WORK TO DO
Pick out every line in the listing below that contains the word "wall", and copy each one.

MATERIAL FOR THE TASK

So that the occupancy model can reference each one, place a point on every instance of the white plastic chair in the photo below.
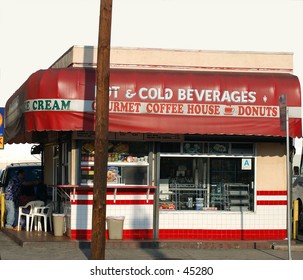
(27, 211)
(44, 212)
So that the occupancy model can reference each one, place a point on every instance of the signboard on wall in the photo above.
(246, 164)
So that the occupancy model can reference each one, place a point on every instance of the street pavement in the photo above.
(10, 250)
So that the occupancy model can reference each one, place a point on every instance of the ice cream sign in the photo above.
(193, 102)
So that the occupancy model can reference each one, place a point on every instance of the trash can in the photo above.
(115, 227)
(58, 223)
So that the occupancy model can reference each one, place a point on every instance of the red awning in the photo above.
(148, 101)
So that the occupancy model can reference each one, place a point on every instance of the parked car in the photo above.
(33, 172)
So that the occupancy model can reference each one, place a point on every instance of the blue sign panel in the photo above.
(1, 121)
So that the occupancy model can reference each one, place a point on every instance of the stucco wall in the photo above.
(271, 166)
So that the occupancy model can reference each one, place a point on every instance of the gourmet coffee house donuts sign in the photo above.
(190, 101)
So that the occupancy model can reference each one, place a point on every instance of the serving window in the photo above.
(208, 176)
(128, 163)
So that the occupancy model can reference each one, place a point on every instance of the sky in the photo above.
(35, 33)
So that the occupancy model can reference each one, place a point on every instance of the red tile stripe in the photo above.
(117, 202)
(190, 234)
(260, 193)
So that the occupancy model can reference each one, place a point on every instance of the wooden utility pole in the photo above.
(101, 132)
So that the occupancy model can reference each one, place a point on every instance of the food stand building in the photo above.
(192, 154)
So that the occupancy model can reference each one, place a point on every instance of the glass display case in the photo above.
(124, 167)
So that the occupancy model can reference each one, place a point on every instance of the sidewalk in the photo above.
(47, 247)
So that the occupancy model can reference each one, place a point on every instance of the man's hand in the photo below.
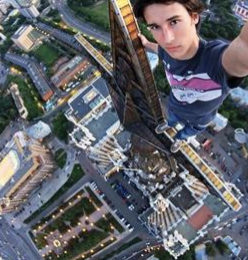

RESPONSE TO THE EXERCISE
So that the occupancy model can reference each one, place a point on every instance of the signboard on wall in the photo above.
So that the occupancy model can reference each one, place a point on every instance of the stucco wall in the photo above.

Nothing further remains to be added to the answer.